Tasks to carry out >>
1: List every Dickens character named in the passage about Christopher Durang's holiday comedy.
2: Carry the passage about Christopher Durang's holiday comedy forward from its last sentence.

When commissioned by City Theatre in Pittsburgh to wrote a holiday-themed comedy, playwright Christopher Durang — known for his wickedly funny indictments of religion, marriage and parenting — immediately thought about poor Mrs. Bob Cratchit, from Dickens' "A Christmas Carol."

"The first thought I had...was to make Mrs. Bob Cratchit, who is pretty much a pale character in all the versions, the main character," Durang told Playbill On-Line in the Nov. 5-11 Brief Encounter interview. "What if she just couldn't stand how pathetic her life was? [Traditionally,] she's just so patient and calm and long-suffering. For a while, I thought she would run off with the play, as it were, and go away from 'A Christmas Carol' and that she would run into many other Dickens characters. I was thinking of Fagin and Nancy and Bill Sykes from 'Oliver Twist.'"

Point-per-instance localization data
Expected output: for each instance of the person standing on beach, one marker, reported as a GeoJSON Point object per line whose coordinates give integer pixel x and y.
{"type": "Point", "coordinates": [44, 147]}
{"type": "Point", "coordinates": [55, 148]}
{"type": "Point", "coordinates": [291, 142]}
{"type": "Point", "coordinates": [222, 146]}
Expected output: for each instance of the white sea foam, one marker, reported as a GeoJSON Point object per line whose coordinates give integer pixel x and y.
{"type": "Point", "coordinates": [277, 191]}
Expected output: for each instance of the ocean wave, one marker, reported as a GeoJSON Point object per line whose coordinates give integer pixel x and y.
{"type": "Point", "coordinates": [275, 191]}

* * *

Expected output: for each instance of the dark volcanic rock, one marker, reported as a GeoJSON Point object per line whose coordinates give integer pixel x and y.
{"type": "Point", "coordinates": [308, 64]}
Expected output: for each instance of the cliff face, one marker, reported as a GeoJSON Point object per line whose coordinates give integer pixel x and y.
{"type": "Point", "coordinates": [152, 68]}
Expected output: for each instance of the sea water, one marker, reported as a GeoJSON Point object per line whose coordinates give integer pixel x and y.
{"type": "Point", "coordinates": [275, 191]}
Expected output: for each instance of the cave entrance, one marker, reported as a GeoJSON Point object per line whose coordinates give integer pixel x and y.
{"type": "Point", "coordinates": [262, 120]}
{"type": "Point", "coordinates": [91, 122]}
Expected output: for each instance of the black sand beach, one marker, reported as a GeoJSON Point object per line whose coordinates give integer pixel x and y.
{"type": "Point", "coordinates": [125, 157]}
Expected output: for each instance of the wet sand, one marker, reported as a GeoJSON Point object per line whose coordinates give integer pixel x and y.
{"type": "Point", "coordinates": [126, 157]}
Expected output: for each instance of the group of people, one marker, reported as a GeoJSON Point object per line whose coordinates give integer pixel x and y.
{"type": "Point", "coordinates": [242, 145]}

Answers given >>
1: Mrs. Bob Cratchit, Fagin, Nancy, Bill Sykes

2:
When he first sat down to write Mrs. Bob Cratchit's Wild Christmas Binge, however, it was Scrooge he first committed to the page. "It starts with Ebenezer as a child and Jacob Marley as a child," Durang explained. "In my version, they were friends. Then I had grownup Scrooge come on stage and have an argument with his younger self. All of a sudden, Scrooge became much more important than I thought he was going to be."

Durang said the play starts out as a genuine parody of "A Christmas Carol," but Mrs. Cratchit keeps taking the plot off track and the ghost's magic keeps not working. "For the first couple scenes, the ghost keeps trying to get them to the Fezziwigs and they keep ending up different places: One of them being the Cratchit house way too early," Durang said.